Problem →
Every line with the string "region" must be copied from the entries below.

[Opening Dataset excerpts section]

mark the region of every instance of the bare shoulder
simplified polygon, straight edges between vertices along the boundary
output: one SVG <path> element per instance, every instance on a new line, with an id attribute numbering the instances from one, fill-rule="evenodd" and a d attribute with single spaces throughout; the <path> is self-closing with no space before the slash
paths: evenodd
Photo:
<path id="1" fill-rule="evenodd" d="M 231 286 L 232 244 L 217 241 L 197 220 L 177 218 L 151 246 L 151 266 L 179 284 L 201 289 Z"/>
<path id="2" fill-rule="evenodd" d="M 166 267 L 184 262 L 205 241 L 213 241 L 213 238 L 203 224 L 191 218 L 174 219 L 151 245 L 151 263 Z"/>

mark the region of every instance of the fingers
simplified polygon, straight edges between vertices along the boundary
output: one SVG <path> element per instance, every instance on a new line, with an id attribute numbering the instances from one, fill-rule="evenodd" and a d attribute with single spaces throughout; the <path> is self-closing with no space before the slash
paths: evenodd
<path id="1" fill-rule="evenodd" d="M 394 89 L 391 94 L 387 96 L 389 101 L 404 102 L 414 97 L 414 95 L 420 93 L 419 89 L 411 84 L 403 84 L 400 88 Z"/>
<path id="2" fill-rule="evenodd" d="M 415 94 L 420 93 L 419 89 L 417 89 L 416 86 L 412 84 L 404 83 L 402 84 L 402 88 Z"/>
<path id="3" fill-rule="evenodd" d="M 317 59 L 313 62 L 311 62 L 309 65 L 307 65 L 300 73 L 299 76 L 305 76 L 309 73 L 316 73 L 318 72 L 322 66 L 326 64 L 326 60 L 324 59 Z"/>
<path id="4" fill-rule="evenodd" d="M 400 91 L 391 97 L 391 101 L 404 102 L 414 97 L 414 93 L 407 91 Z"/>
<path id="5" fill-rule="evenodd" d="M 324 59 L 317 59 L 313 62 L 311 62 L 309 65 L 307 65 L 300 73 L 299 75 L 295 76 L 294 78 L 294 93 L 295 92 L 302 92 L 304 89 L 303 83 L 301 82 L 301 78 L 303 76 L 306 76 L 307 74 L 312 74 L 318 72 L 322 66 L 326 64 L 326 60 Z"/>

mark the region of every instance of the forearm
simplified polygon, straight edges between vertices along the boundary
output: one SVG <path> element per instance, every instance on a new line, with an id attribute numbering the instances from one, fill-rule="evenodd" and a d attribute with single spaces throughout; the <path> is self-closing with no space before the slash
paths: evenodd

[Closing Dataset excerpts section]

Exercise output →
mark the region of every instance of the bare shoulder
mark the region of every instance of the fingers
mark the region of every instance of the forearm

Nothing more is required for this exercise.